▸ Given exercise:
Replace "Place a dot" with "Put a mark" throughout the material, from the line containing "Where can you find the hillside" down through the line containing "point(510, 637)". Give back only that stretch, with nothing else changed.

▸ Data records:
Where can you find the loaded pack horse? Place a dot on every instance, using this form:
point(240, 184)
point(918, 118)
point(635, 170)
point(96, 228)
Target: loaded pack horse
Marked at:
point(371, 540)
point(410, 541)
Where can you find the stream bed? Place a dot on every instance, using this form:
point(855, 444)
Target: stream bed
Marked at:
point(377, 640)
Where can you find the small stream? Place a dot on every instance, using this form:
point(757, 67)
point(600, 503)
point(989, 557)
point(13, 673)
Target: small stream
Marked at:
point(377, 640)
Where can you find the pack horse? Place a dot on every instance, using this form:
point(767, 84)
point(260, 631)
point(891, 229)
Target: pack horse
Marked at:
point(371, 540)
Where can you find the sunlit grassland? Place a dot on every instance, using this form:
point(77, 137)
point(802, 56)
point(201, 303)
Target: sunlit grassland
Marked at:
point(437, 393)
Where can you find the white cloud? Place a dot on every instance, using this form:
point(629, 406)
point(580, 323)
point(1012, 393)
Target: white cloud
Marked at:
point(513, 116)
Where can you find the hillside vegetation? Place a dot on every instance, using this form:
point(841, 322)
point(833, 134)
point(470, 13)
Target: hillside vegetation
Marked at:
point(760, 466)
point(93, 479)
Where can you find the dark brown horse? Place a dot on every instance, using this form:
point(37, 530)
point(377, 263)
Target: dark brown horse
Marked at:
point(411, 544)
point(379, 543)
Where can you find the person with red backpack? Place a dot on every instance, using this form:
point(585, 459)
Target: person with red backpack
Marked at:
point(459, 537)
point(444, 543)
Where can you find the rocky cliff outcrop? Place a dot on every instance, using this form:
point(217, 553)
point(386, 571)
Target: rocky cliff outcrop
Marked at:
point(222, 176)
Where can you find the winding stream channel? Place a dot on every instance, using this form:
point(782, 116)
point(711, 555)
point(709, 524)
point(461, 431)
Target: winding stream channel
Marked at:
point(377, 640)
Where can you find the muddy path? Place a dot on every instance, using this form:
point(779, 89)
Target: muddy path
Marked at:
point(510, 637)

--

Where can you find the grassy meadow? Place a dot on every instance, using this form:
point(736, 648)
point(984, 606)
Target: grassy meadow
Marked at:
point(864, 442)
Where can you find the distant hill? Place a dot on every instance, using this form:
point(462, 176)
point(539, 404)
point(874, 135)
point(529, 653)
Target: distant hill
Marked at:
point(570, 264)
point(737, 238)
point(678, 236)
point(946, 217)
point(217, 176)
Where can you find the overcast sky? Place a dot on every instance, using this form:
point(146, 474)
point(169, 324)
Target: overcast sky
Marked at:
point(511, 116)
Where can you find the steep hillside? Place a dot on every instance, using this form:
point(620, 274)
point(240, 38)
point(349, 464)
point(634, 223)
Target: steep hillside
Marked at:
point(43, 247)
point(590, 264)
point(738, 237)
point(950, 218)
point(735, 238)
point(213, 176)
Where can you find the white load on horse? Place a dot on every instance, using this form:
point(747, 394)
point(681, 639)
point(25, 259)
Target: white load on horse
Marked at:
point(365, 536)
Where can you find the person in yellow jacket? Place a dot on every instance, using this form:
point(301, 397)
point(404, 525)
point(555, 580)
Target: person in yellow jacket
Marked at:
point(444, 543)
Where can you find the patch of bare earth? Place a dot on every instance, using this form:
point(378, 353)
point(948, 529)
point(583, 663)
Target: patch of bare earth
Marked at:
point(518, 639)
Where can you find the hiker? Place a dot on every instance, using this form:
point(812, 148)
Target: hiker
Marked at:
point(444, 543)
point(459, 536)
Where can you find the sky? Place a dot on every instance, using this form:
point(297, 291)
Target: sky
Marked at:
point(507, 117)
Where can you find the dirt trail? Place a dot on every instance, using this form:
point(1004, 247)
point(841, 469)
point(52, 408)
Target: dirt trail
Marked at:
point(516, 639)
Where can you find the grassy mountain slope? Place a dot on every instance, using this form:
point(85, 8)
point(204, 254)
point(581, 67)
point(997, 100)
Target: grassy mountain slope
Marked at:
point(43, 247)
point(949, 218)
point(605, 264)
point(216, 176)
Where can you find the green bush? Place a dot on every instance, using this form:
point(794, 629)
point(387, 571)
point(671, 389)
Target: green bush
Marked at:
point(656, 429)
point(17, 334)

▸ Completed exercise:
Where can you find the hillside vegetation? Put a mark on every instance, using this form:
point(841, 322)
point(833, 134)
point(470, 13)
Target: hillside vegetation
Marked at:
point(760, 466)
point(93, 479)
Where can you find the dark brown horse? Put a mark on every instance, using this form:
point(37, 530)
point(377, 263)
Target: dark brown horse
Marked at:
point(411, 544)
point(379, 543)
Where can you find the person with red backpack? Put a mark on every instance, using this form:
point(585, 459)
Target: person with red backpack
Marked at:
point(459, 537)
point(444, 543)
Where can you find the rocky cliff outcrop? Put a mark on every instance, using this form:
point(217, 553)
point(386, 571)
Target: rocky cliff outcrop
Marked at:
point(222, 176)
Where can you find the winding stream channel? Put a mark on every instance, using this form:
point(782, 116)
point(711, 555)
point(709, 524)
point(461, 431)
Target: winding stream channel
Marked at:
point(377, 640)
Where can you find the muddy path? Put a mark on every instance, using this form:
point(779, 89)
Target: muddy path
Marked at:
point(510, 637)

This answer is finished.